- [TASKS]:
1 - Answer these from the Anthurium Scherzerianum care passage:
(a) Which foliage should be removed when pruning?
(b) Which two propagation methods are most common for home growers?
(c) How many leaves should a stem cutting have?
2 - Reproduce the portion of the Anthurium Scherzerianum care passage starting at "Since its leaves" and ending at "a few more.".

- [EXCERPTED PASSAGE]:
===
Flush the soil once very 2-3 months to get rid of any fertilizer salts that accumulate in the soil. This will prevent fertilizer burn which can damage the roots and leaves.
If you see the plant’s tips turn brown and lose their green color, too much fertilizer may be the cause. Although there are other possible culprits as well.
The Anthurium Scherzerianum will grow to between 1-2 feet tall usually it maxes out at 18 inches of so.
Since its leaves and flowers make up most of its size, the plant does not really need a lot of pruning. You also don’t want to prune it too much since these are the plant’s main attractions.
However, if you do see excessively long foliage or those that are turning brown, yellow or dying, then remove them.
This will allow the plant to focus all its resources on the healthy parts.
How to Propagate Anthurium Scherzerianum
You can propagate the Anthurium Scherzerianum in many ways. These include cuttings, division, raising from seed, tissue culture and a few more.
However, for most home growers, the two most common ways are via stem cuttings and division. Stem propagation is by far more popular (and practical).
That said, if you have a bigger Anthurium Scherzerianum that you want to reduce in size, division would be a good option.
To propagate your Anthurium Scherzerianum using stem cuttings:
- Pick out healthy stems. You can use a single stem or multiple stems depending on how many new plants you want to grow.
- Also, pick one that has at least 2-3 leaves on it.
- Once you have the cutting, fill a large pot 6 to 10 inch depending on how big your cutting is.
===
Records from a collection
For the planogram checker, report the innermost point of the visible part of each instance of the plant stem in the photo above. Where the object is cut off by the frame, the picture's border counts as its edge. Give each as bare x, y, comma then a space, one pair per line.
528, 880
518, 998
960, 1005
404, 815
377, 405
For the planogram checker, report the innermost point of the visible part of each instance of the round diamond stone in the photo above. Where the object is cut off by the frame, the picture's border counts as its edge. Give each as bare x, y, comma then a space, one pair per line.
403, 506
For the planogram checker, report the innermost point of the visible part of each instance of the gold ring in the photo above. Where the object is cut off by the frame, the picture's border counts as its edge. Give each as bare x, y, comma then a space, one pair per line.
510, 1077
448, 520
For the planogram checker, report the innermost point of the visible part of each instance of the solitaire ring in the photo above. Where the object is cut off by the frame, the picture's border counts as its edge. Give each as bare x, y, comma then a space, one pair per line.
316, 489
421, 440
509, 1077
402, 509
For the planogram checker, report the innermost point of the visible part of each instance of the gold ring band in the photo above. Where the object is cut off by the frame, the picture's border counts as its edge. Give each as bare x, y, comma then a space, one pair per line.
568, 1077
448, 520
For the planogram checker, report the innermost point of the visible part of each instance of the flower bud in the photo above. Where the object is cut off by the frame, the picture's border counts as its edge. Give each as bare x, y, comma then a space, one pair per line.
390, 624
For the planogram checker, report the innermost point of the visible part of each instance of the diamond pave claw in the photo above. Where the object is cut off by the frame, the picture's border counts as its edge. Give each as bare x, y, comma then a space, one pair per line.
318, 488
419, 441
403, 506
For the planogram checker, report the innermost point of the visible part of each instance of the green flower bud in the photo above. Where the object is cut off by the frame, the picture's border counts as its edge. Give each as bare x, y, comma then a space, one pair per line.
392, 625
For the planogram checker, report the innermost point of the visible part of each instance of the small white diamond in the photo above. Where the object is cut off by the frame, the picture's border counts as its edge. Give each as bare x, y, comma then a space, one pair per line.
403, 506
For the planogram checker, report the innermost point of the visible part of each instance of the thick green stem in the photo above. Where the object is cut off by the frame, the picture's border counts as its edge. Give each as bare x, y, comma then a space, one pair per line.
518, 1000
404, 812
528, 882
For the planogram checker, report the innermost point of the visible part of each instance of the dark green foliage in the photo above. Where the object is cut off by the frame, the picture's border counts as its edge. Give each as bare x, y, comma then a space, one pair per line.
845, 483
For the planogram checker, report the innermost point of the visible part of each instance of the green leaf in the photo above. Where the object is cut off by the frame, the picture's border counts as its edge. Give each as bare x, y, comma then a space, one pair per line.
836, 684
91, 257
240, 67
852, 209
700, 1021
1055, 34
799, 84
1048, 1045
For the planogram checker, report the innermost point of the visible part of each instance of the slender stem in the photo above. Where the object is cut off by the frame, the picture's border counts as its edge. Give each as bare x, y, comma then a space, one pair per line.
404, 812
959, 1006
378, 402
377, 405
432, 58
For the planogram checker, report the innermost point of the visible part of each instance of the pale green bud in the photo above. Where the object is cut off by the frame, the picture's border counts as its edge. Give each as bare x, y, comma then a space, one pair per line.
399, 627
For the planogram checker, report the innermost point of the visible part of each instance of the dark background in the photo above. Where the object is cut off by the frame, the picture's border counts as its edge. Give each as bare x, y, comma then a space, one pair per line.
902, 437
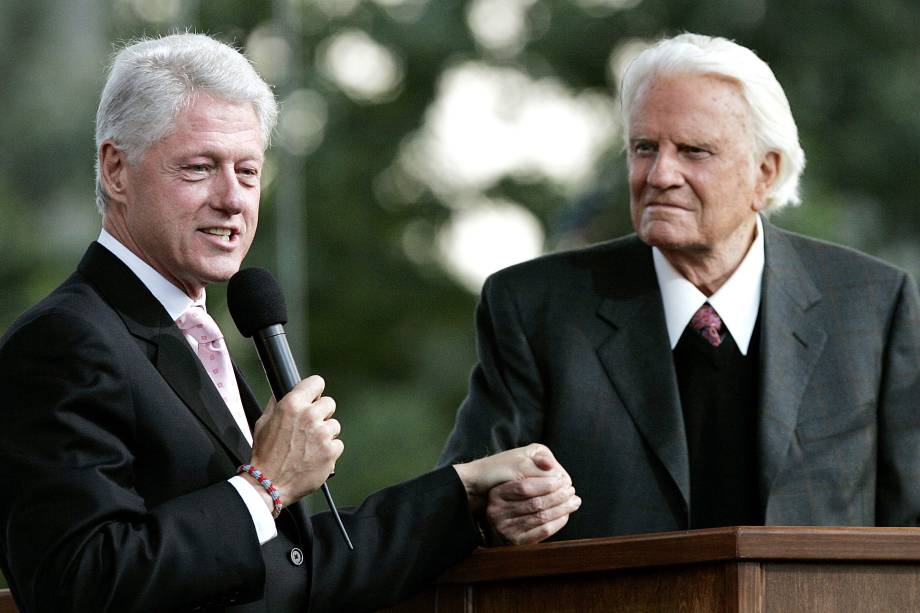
===
- [RESPONSES FOR EACH TASK]:
1 -
(a) Excessively long foliage, or foliage that is turning brown, yellow or dying.
(b) Stem cuttings and division.
(c) At least 2-3 leaves.

2 -
Since its leaves and flowers make up most of its size, the plant does not really need a lot of pruning. You also don’t want to prune it too much since these are the plant’s main attractions.
However, if you do see excessively long foliage or those that are turning brown, yellow or dying, then remove them.
This will allow the plant to focus all its resources on the healthy parts.
How to Propagate Anthurium Scherzerianum
You can propagate the Anthurium Scherzerianum in many ways. These include cuttings, division, raising from seed, tissue culture and a few more.